__Aim of the exercise__.
Rewrite every line of the data below as a Markdown table with the columns "Row" and "Line", numbering the rows in order and leaving out blank lines.

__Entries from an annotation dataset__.
-- start --
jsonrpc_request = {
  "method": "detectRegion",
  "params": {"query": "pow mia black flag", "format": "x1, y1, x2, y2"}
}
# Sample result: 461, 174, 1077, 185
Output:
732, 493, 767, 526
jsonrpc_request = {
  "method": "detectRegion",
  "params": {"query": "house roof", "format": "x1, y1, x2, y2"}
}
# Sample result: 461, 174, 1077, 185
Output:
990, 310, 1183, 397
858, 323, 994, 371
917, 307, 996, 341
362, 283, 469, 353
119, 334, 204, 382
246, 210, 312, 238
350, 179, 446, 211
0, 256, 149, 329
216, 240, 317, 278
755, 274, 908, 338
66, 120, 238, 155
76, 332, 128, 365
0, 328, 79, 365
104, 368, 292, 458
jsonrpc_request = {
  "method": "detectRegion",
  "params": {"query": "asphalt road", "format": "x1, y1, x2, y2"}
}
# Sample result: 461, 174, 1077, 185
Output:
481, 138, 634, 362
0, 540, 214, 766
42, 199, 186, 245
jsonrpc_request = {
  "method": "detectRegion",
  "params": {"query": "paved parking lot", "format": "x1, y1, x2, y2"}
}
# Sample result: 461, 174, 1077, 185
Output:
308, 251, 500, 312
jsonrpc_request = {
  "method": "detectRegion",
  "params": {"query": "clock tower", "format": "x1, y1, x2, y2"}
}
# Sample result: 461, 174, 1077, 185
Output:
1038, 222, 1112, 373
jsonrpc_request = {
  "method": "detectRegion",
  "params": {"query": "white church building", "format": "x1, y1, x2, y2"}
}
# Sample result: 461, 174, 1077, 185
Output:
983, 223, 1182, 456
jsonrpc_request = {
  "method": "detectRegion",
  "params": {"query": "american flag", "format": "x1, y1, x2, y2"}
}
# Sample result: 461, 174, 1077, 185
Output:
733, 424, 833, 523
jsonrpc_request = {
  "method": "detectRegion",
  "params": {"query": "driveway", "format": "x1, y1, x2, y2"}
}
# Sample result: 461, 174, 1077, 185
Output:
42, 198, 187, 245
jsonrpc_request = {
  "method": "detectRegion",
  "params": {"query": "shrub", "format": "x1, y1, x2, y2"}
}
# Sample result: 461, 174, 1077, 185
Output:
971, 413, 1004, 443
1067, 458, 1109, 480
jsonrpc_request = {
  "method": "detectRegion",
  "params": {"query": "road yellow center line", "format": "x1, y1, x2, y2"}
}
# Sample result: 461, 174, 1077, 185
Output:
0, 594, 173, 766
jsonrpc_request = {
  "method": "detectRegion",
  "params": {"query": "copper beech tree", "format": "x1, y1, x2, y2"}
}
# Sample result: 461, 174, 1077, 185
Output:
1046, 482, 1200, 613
-- end --
__Correct output__.
| Row | Line |
|---|---|
| 1 | jsonrpc_request = { |
| 2 |   "method": "detectRegion", |
| 3 |   "params": {"query": "pow mia black flag", "format": "x1, y1, x2, y2"} |
| 4 | } |
| 5 | # Sample result: 461, 174, 1077, 185 |
| 6 | Output: |
| 7 | 732, 493, 767, 526 |
| 8 | jsonrpc_request = { |
| 9 |   "method": "detectRegion", |
| 10 |   "params": {"query": "house roof", "format": "x1, y1, x2, y2"} |
| 11 | } |
| 12 | # Sample result: 461, 174, 1077, 185 |
| 13 | Output: |
| 14 | 990, 310, 1183, 397 |
| 15 | 858, 323, 994, 371 |
| 16 | 917, 307, 996, 341 |
| 17 | 362, 283, 469, 353 |
| 18 | 119, 334, 204, 382 |
| 19 | 246, 210, 312, 238 |
| 20 | 350, 179, 446, 211 |
| 21 | 0, 256, 149, 329 |
| 22 | 216, 240, 317, 278 |
| 23 | 755, 274, 908, 338 |
| 24 | 66, 120, 238, 155 |
| 25 | 76, 332, 128, 365 |
| 26 | 0, 328, 79, 365 |
| 27 | 104, 368, 292, 458 |
| 28 | jsonrpc_request = { |
| 29 |   "method": "detectRegion", |
| 30 |   "params": {"query": "asphalt road", "format": "x1, y1, x2, y2"} |
| 31 | } |
| 32 | # Sample result: 461, 174, 1077, 185 |
| 33 | Output: |
| 34 | 481, 138, 634, 362 |
| 35 | 0, 540, 214, 766 |
| 36 | 42, 199, 186, 245 |
| 37 | jsonrpc_request = { |
| 38 |   "method": "detectRegion", |
| 39 |   "params": {"query": "paved parking lot", "format": "x1, y1, x2, y2"} |
| 40 | } |
| 41 | # Sample result: 461, 174, 1077, 185 |
| 42 | Output: |
| 43 | 308, 251, 500, 312 |
| 44 | jsonrpc_request = { |
| 45 |   "method": "detectRegion", |
| 46 |   "params": {"query": "clock tower", "format": "x1, y1, x2, y2"} |
| 47 | } |
| 48 | # Sample result: 461, 174, 1077, 185 |
| 49 | Output: |
| 50 | 1038, 222, 1112, 373 |
| 51 | jsonrpc_request = { |
| 52 |   "method": "detectRegion", |
| 53 |   "params": {"query": "white church building", "format": "x1, y1, x2, y2"} |
| 54 | } |
| 55 | # Sample result: 461, 174, 1077, 185 |
| 56 | Output: |
| 57 | 983, 223, 1182, 456 |
| 58 | jsonrpc_request = { |
| 59 |   "method": "detectRegion", |
| 60 |   "params": {"query": "american flag", "format": "x1, y1, x2, y2"} |
| 61 | } |
| 62 | # Sample result: 461, 174, 1077, 185 |
| 63 | Output: |
| 64 | 733, 424, 833, 523 |
| 65 | jsonrpc_request = { |
| 66 |   "method": "detectRegion", |
| 67 |   "params": {"query": "driveway", "format": "x1, y1, x2, y2"} |
| 68 | } |
| 69 | # Sample result: 461, 174, 1077, 185 |
| 70 | Output: |
| 71 | 42, 198, 187, 245 |
| 72 | jsonrpc_request = { |
| 73 |   "method": "detectRegion", |
| 74 |   "params": {"query": "shrub", "format": "x1, y1, x2, y2"} |
| 75 | } |
| 76 | # Sample result: 461, 174, 1077, 185 |
| 77 | Output: |
| 78 | 971, 413, 1004, 443 |
| 79 | 1067, 458, 1109, 480 |
| 80 | jsonrpc_request = { |
| 81 |   "method": "detectRegion", |
| 82 |   "params": {"query": "road yellow center line", "format": "x1, y1, x2, y2"} |
| 83 | } |
| 84 | # Sample result: 461, 174, 1077, 185 |
| 85 | Output: |
| 86 | 0, 594, 173, 766 |
| 87 | jsonrpc_request = { |
| 88 |   "method": "detectRegion", |
| 89 |   "params": {"query": "copper beech tree", "format": "x1, y1, x2, y2"} |
| 90 | } |
| 91 | # Sample result: 461, 174, 1077, 185 |
| 92 | Output: |
| 93 | 1046, 482, 1200, 613 |